» Exercise:
Extend the passage on S&P's short-term 'D' rating, picking up right after its final sentence.

» Document:
[START]

D. A short-term obligation rated ‘D’ is in default or in breach of an imputed promise. For non-hybrid capital instruments, the ‘D’ rating category is used when payments on an obligation are not made on the date due, unless S&P believes that such payments will be made within any stated grace period. However, any stated grace period longer than five business days will be treated as five business days. The ‘D’ rating also will be used upon the filing of a bankruptcy petition or the taking of a similar action and where default on an obligation is a virtual certainty, for example due to automatic stay provisions. A rating on an obligation is lowered to ‘D’ if it is subject to a distressed debt restructuring.

[END]

» Items listed in a dataset:
[START]

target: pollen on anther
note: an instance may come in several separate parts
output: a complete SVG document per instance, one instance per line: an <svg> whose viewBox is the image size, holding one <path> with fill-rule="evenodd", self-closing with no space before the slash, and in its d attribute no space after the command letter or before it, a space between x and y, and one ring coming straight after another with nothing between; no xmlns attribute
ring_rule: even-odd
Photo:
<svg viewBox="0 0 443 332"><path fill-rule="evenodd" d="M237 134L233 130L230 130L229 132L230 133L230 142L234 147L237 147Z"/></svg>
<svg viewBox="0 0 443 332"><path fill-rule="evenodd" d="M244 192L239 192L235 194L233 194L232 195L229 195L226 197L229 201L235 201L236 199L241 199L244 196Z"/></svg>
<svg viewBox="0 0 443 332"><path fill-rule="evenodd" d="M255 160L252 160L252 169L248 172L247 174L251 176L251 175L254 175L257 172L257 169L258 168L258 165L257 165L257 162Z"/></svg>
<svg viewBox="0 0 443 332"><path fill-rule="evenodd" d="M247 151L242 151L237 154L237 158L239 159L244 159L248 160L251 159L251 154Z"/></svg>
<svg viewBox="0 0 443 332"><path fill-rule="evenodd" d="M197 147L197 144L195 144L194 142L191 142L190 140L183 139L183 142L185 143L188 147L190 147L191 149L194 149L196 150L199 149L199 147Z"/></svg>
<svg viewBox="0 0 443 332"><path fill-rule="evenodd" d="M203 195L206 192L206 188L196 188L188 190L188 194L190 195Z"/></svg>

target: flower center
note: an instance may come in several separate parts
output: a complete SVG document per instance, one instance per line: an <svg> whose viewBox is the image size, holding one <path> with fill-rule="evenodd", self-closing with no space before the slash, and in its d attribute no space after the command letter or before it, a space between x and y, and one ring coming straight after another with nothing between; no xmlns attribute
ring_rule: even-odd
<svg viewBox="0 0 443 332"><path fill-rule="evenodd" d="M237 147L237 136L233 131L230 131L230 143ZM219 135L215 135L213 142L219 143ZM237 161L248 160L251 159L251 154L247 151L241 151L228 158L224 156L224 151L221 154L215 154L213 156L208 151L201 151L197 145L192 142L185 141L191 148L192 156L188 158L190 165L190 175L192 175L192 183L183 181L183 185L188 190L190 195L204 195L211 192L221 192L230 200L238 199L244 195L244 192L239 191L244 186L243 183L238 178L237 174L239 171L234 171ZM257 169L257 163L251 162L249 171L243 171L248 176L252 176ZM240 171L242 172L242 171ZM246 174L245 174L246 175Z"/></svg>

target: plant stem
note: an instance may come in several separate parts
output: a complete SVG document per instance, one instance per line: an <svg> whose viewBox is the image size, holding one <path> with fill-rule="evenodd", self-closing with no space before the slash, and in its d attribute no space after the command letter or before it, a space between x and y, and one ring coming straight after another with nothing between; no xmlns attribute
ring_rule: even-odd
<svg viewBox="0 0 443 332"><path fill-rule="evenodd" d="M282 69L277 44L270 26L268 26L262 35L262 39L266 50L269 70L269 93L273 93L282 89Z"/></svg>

[END]

» Response for this exercise:
Description of S&P’s Municipal Short-Term Note Ratings:
An S&P U.S. municipal note rating reflects S&P’s opinion about the liquidity factors and market access risks unique to the notes. Notes due in three years or less will likely receive a note rating. Notes with an original maturity of more than three years will most likely receive a long-term debt rating. In determining which type of rating, if any, to assign, S&P’s analysis will review the following considerations:
| ● | Amortization schedule—the larger the final maturity relative to other maturities, the more likely it will be treated as a note; and |
| ● | Source of payment—the more dependent the issue is on the market for its refinancing, the more likely it will be treated as a note. |
S&P’s municipal short-term note rating symbols are as follows:
SP-1. Strong capacity to pay principal and interest. An issue determined to possess a very strong capacity to pay debt service is given a plus (+) designation.
SP-2. Satisfactory capacity to pay principal and interest, with some vulnerability to adverse financial and economic changes over the term of the notes.
SP-3. Speculative capacity to pay principal and interest.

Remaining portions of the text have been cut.